What the exercise asks — Copy out each line below exactly as written.
*** Given data Section Begins ***
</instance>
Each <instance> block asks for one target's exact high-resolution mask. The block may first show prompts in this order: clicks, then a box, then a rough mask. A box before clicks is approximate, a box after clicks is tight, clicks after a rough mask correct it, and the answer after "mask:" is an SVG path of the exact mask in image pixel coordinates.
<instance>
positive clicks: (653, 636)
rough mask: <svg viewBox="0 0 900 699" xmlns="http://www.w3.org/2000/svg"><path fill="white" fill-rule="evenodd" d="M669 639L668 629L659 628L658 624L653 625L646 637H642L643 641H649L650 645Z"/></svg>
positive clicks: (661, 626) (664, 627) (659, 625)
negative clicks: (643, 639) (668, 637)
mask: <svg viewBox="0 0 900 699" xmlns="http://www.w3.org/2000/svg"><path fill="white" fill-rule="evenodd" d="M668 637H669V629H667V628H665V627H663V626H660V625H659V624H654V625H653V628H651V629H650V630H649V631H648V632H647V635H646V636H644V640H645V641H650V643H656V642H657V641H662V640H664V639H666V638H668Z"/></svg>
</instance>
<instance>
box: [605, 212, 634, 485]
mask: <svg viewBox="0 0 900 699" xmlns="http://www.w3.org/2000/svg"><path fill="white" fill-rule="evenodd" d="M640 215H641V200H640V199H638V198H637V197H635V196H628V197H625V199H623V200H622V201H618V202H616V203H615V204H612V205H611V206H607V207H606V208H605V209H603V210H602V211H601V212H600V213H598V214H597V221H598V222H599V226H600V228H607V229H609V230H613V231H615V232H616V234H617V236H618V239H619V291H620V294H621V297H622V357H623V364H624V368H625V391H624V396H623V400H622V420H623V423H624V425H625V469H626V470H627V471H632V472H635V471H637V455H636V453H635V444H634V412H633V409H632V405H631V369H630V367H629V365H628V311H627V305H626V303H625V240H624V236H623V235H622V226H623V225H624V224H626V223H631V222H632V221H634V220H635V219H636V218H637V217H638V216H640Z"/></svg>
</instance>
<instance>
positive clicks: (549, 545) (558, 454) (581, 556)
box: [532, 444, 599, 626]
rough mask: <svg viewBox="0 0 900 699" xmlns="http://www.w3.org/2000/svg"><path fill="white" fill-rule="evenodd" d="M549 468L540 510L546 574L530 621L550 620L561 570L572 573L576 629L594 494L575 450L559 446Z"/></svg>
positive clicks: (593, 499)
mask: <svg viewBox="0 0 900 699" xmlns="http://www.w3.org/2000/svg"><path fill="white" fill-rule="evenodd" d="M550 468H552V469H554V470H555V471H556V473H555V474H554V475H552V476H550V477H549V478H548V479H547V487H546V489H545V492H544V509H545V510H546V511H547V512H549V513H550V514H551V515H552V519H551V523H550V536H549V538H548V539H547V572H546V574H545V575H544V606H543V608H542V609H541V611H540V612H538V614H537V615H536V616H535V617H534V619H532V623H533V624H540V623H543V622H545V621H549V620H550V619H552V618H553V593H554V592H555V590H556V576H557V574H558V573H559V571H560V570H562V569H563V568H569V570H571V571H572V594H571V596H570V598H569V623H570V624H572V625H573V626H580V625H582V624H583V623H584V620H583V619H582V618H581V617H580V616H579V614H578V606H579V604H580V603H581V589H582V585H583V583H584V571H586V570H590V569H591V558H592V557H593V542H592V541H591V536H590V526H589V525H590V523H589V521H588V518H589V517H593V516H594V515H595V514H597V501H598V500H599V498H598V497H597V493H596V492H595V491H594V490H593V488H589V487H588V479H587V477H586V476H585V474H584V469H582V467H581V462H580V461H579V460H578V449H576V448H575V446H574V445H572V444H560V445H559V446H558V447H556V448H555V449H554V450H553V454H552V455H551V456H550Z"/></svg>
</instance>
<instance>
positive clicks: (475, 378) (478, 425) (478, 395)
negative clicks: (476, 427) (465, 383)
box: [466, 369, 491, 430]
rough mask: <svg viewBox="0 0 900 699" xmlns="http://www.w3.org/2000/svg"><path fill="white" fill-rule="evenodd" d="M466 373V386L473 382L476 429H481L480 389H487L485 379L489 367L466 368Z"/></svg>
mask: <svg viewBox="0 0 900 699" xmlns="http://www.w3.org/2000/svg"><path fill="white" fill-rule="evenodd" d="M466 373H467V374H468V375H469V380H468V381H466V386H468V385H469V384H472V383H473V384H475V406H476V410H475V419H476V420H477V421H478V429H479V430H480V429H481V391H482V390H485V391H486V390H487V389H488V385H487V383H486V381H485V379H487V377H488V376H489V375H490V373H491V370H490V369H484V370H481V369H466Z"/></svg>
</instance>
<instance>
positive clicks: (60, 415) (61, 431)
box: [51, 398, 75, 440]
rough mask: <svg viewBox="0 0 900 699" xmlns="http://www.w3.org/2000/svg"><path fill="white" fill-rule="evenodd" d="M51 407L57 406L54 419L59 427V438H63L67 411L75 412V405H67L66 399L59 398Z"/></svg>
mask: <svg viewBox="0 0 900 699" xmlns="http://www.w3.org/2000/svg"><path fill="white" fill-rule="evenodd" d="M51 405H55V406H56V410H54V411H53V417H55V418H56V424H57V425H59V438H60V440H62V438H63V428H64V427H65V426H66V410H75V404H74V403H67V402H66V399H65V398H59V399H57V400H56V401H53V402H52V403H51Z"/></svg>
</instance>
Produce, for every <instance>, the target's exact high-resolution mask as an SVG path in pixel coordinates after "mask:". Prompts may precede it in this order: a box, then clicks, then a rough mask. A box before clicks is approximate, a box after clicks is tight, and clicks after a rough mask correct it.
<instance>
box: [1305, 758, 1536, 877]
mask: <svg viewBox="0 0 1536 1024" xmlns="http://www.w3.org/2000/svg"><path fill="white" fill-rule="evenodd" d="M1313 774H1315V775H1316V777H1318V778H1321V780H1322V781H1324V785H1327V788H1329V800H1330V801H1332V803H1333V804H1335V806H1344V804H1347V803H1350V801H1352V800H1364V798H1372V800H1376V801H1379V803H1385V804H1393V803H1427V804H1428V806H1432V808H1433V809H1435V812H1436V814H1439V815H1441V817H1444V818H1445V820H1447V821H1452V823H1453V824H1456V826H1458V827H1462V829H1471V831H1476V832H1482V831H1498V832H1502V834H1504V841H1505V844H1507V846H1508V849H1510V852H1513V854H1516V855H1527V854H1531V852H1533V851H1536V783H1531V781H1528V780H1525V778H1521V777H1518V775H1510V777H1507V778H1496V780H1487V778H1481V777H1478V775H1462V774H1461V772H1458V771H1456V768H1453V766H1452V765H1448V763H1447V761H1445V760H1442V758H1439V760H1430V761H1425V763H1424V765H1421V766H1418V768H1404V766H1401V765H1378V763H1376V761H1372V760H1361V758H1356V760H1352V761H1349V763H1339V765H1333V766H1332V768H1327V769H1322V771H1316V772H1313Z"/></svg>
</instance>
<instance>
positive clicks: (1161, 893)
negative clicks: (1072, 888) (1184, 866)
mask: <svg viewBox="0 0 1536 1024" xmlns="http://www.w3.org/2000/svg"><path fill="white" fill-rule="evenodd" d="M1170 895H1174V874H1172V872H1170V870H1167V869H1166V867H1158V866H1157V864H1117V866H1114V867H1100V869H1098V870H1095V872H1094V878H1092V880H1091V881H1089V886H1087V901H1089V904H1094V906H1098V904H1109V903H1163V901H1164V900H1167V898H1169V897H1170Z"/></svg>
*** Given data Section Ends ***
Task result —
</instance>
Each <instance> block asks for one target's exact high-resolution mask. The block may first show prompts in this order: clicks, then a box, then a rough mask. A box before clicks is approximate, a box after clicks is tight, clicks after a rough mask correct it, and the answer after "mask:" is an SVG path of the exact mask in image pixel coordinates.
<instance>
positive clicks: (653, 636)
rough mask: <svg viewBox="0 0 900 699" xmlns="http://www.w3.org/2000/svg"><path fill="white" fill-rule="evenodd" d="M669 639L668 629L659 628L658 624L653 625L646 637H642L643 641H649L650 645Z"/></svg>
positive clicks: (661, 626) (664, 627) (659, 625)
negative clicks: (643, 639) (668, 637)
mask: <svg viewBox="0 0 900 699" xmlns="http://www.w3.org/2000/svg"><path fill="white" fill-rule="evenodd" d="M668 637H669V629H667V628H665V627H663V626H660V625H659V624H654V625H653V628H651V629H650V630H649V631H648V632H647V635H646V636H644V640H645V641H650V643H656V642H657V641H662V640H664V639H666V638H668Z"/></svg>
</instance>
<instance>
box: [605, 212, 634, 485]
mask: <svg viewBox="0 0 900 699" xmlns="http://www.w3.org/2000/svg"><path fill="white" fill-rule="evenodd" d="M640 215H641V200H640V199H638V198H637V197H635V196H628V197H625V199H623V200H622V201H618V202H616V203H615V204H612V205H611V206H607V207H606V208H605V209H603V210H602V211H601V212H600V213H598V214H597V221H598V222H599V226H600V228H607V229H609V230H613V231H615V232H616V234H617V236H618V239H619V291H620V294H621V297H622V357H623V364H624V368H625V391H624V396H623V400H622V420H623V423H624V425H625V469H626V470H627V471H632V472H635V471H637V455H636V453H635V444H634V412H633V409H632V405H631V369H630V367H629V365H628V311H627V305H626V303H625V240H624V236H623V235H622V226H623V225H624V224H626V223H631V222H632V221H634V220H635V219H636V218H637V217H638V216H640Z"/></svg>
</instance>
<instance>
positive clicks: (549, 545) (558, 454) (581, 556)
box: [532, 444, 599, 626]
rough mask: <svg viewBox="0 0 900 699" xmlns="http://www.w3.org/2000/svg"><path fill="white" fill-rule="evenodd" d="M549 468L540 510L546 574L530 621L550 620L561 570L572 573L576 629L594 494L575 450L559 446Z"/></svg>
positive clicks: (593, 499)
mask: <svg viewBox="0 0 900 699" xmlns="http://www.w3.org/2000/svg"><path fill="white" fill-rule="evenodd" d="M550 468H552V469H554V470H555V471H556V473H555V474H554V475H552V476H550V477H549V478H548V479H547V487H546V489H545V492H544V509H545V510H546V511H547V512H549V513H550V514H551V515H552V519H551V523H550V536H549V538H548V539H547V572H546V574H545V575H544V606H543V608H542V609H541V611H540V612H538V614H537V615H536V616H535V617H534V619H532V623H533V624H540V623H543V622H545V621H549V620H550V619H552V618H553V593H554V592H555V590H556V576H557V574H558V573H559V571H560V570H562V569H563V568H569V570H571V571H572V594H571V596H570V598H569V623H570V624H572V625H573V626H580V625H582V624H583V623H584V620H583V619H582V618H581V617H580V616H579V614H578V606H579V604H580V603H581V589H582V585H583V583H584V571H586V570H590V569H591V558H592V557H593V542H592V541H591V536H590V526H589V525H590V523H589V521H588V518H589V517H593V516H594V515H595V514H597V501H598V500H599V498H598V497H597V493H596V492H595V491H594V490H593V488H589V487H588V479H587V477H586V476H585V474H584V469H582V467H581V462H580V461H579V460H578V449H576V448H575V446H574V445H572V444H560V445H559V446H558V447H556V448H555V449H554V450H553V454H552V455H551V456H550Z"/></svg>
</instance>
<instance>
positive clicks: (475, 378) (478, 425) (478, 395)
negative clicks: (476, 427) (465, 383)
box: [466, 369, 491, 430]
rough mask: <svg viewBox="0 0 900 699" xmlns="http://www.w3.org/2000/svg"><path fill="white" fill-rule="evenodd" d="M466 373V386L473 382L476 429H481L480 389H487L485 379L489 367L466 368Z"/></svg>
mask: <svg viewBox="0 0 900 699" xmlns="http://www.w3.org/2000/svg"><path fill="white" fill-rule="evenodd" d="M466 373H467V374H468V375H469V380H468V381H466V386H468V385H469V384H472V383H473V384H475V406H476V410H475V419H476V420H477V421H478V429H479V430H480V429H481V391H482V390H485V391H486V390H487V389H488V385H487V383H486V381H485V379H487V377H488V376H489V375H490V373H491V370H490V369H484V370H481V369H466Z"/></svg>
</instance>
<instance>
positive clicks: (60, 415) (61, 431)
box: [51, 398, 75, 440]
rough mask: <svg viewBox="0 0 900 699" xmlns="http://www.w3.org/2000/svg"><path fill="white" fill-rule="evenodd" d="M51 407L57 406L54 419L59 427V438H63L67 411L75 412V405H67L66 399L59 398Z"/></svg>
mask: <svg viewBox="0 0 900 699" xmlns="http://www.w3.org/2000/svg"><path fill="white" fill-rule="evenodd" d="M51 405H55V406H56V410H54V411H53V417H55V418H56V424H57V425H59V438H60V440H62V438H63V428H64V427H65V426H66V410H75V404H74V403H67V402H66V399H65V398H59V399H57V400H56V401H53V402H52V403H51Z"/></svg>
</instance>
Produce, for every <instance>, the target's exact high-resolution mask as an SVG path in pixel coordinates after "mask:". Prompts may precede it in this order: a box, then clicks, then a rough mask. A box before clicks is approximate, a box after clicks is tight, and clicks after a rough mask correct it.
<instance>
box: [1305, 758, 1536, 877]
mask: <svg viewBox="0 0 1536 1024" xmlns="http://www.w3.org/2000/svg"><path fill="white" fill-rule="evenodd" d="M1313 774H1315V775H1316V777H1318V778H1321V780H1322V781H1324V785H1327V788H1329V800H1330V801H1332V803H1333V804H1335V806H1344V804H1347V803H1350V801H1352V800H1364V798H1372V800H1376V801H1379V803H1385V804H1393V803H1427V804H1428V806H1432V808H1433V809H1435V812H1436V814H1439V815H1441V817H1444V818H1445V820H1447V821H1452V823H1453V824H1456V826H1458V827H1462V829H1471V831H1476V832H1482V831H1498V832H1502V834H1504V841H1505V844H1507V846H1508V849H1510V852H1513V854H1516V855H1527V854H1531V852H1533V851H1536V783H1531V781H1528V780H1525V778H1521V777H1518V775H1510V777H1507V778H1496V780H1487V778H1481V777H1478V775H1462V774H1461V772H1458V771H1456V768H1453V766H1452V765H1448V763H1447V761H1445V760H1442V758H1439V760H1430V761H1425V763H1424V765H1421V766H1418V768H1404V766H1401V765H1378V763H1376V761H1372V760H1361V758H1356V760H1352V761H1349V763H1339V765H1333V766H1332V768H1327V769H1322V771H1316V772H1313Z"/></svg>
</instance>
<instance>
positive clicks: (1161, 893)
negative clicks: (1072, 888) (1184, 866)
mask: <svg viewBox="0 0 1536 1024" xmlns="http://www.w3.org/2000/svg"><path fill="white" fill-rule="evenodd" d="M1170 895H1174V874H1172V872H1170V870H1167V869H1166V867H1158V866H1157V864H1117V866H1114V867H1100V869H1098V870H1095V872H1094V878H1092V880H1091V881H1089V886H1087V901H1089V904H1094V906H1098V904H1109V903H1163V901H1164V900H1167V898H1169V897H1170Z"/></svg>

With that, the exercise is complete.